> [Given data]:
┏━━
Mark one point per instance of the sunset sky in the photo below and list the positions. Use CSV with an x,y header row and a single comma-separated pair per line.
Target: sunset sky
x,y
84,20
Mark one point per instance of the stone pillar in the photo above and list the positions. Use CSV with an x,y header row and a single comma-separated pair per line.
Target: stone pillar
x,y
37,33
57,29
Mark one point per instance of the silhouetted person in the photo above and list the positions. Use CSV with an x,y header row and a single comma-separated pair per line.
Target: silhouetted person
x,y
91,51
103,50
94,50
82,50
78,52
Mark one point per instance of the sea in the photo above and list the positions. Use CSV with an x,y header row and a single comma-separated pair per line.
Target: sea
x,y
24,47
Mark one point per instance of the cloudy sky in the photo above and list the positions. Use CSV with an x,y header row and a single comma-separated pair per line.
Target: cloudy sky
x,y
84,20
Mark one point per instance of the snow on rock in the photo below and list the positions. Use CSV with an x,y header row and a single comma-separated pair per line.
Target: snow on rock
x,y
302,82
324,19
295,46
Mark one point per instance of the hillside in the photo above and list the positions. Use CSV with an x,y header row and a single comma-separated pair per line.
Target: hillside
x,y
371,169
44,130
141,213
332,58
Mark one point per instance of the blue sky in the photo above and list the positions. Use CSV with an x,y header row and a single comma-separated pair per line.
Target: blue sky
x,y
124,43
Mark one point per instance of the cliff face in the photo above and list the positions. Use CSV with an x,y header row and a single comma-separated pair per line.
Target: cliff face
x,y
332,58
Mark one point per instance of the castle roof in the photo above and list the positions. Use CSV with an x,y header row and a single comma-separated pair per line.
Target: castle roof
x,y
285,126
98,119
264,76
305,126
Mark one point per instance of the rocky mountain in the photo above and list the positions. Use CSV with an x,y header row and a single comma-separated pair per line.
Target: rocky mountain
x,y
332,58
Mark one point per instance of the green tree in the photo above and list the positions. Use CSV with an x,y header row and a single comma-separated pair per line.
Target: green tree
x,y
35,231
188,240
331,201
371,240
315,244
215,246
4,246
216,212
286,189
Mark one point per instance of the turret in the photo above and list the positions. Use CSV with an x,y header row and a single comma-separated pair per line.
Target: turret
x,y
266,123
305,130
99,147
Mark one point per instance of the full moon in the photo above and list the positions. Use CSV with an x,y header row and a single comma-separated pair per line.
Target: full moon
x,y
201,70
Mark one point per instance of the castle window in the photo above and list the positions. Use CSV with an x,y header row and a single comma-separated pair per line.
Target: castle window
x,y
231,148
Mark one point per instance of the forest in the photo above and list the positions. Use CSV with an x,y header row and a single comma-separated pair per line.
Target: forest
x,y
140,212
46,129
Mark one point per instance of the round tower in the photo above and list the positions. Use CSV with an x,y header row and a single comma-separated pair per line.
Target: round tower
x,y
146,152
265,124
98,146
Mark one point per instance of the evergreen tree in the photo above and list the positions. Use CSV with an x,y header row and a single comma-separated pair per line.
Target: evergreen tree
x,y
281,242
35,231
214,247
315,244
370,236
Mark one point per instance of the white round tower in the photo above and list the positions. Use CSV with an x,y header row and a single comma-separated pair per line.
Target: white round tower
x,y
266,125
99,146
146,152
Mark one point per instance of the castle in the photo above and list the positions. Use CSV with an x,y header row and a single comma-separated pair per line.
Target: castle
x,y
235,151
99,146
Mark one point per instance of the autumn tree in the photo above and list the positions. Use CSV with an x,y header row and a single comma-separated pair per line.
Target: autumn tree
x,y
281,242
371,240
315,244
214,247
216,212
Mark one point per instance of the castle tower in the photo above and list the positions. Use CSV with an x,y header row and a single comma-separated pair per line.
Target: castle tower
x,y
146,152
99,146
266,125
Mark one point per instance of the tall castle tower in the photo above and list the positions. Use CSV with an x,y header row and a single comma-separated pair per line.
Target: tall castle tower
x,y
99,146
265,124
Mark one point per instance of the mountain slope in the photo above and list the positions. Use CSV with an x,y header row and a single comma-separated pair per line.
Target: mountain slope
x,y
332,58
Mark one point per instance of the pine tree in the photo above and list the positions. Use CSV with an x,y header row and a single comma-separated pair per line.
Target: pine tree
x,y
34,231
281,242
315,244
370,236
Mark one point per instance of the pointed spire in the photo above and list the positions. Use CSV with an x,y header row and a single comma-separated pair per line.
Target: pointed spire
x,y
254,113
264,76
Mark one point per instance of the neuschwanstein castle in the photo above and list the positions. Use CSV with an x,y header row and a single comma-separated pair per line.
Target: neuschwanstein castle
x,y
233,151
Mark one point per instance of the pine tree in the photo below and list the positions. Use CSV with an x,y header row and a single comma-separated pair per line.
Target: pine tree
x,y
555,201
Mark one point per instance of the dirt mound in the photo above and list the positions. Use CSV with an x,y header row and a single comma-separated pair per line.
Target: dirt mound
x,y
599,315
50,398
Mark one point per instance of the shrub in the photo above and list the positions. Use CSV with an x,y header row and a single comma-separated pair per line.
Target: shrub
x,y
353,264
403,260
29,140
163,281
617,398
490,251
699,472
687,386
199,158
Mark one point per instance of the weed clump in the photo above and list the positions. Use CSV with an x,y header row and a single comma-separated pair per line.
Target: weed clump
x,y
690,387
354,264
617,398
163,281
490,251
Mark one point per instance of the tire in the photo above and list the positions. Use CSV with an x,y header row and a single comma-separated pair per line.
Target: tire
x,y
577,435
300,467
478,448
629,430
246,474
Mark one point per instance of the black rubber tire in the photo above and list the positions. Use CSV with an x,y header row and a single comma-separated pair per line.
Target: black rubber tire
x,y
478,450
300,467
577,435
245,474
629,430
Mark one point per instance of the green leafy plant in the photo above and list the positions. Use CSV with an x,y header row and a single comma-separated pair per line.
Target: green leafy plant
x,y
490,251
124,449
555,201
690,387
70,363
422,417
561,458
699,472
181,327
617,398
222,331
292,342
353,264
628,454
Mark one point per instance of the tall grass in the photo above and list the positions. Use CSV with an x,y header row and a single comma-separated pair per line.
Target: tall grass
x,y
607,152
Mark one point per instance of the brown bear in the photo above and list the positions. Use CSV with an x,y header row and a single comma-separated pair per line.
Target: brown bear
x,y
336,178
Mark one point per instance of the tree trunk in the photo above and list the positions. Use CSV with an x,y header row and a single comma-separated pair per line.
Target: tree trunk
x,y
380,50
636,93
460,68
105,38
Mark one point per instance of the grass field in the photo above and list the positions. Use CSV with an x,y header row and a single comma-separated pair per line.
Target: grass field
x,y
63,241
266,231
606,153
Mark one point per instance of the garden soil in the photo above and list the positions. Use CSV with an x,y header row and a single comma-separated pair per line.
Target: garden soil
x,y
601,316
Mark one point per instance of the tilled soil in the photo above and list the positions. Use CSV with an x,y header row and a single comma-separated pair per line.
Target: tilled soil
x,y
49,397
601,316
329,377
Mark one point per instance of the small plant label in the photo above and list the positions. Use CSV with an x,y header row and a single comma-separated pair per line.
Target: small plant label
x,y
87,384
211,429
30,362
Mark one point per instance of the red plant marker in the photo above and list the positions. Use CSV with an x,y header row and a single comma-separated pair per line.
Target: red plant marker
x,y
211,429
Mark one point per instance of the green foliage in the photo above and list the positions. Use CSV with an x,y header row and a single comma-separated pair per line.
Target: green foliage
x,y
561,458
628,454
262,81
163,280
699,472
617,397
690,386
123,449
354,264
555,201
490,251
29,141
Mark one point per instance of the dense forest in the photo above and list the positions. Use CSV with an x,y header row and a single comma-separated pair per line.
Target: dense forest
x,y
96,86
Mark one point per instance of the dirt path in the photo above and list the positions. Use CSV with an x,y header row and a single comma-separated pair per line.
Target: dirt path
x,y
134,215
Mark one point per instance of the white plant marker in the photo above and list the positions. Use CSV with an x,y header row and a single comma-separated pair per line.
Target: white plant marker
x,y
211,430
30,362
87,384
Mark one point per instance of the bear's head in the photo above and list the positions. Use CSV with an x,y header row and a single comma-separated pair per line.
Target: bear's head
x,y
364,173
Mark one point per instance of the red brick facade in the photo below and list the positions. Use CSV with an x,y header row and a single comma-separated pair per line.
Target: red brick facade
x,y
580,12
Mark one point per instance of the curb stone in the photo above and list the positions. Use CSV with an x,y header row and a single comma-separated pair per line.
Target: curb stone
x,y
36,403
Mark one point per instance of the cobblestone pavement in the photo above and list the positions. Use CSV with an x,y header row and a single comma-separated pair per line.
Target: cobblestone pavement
┗━━
> [Prompt]:
Reproduce everything in the listing above from the line containing "Mark one point per instance of the red brick" down to the last line of the listing, character for character.

> [Task result]:
Mark one point per instance of the red brick facade in the photo below and list the positions. Use CSV with an x,y header row and a single comma-separated pair per line.
Target: red brick facade
x,y
580,12
Mark one point per instance of the curb stone in the photo above and list the positions. Use CSV with an x,y header row and a single comma-separated pair per line.
Target: curb stone
x,y
36,403
Mark one point per instance of the cobblestone pavement in the photo above and list the positions. Use CSV with an x,y header row and a single comma-separated pair per line.
Target: cobblestone pavement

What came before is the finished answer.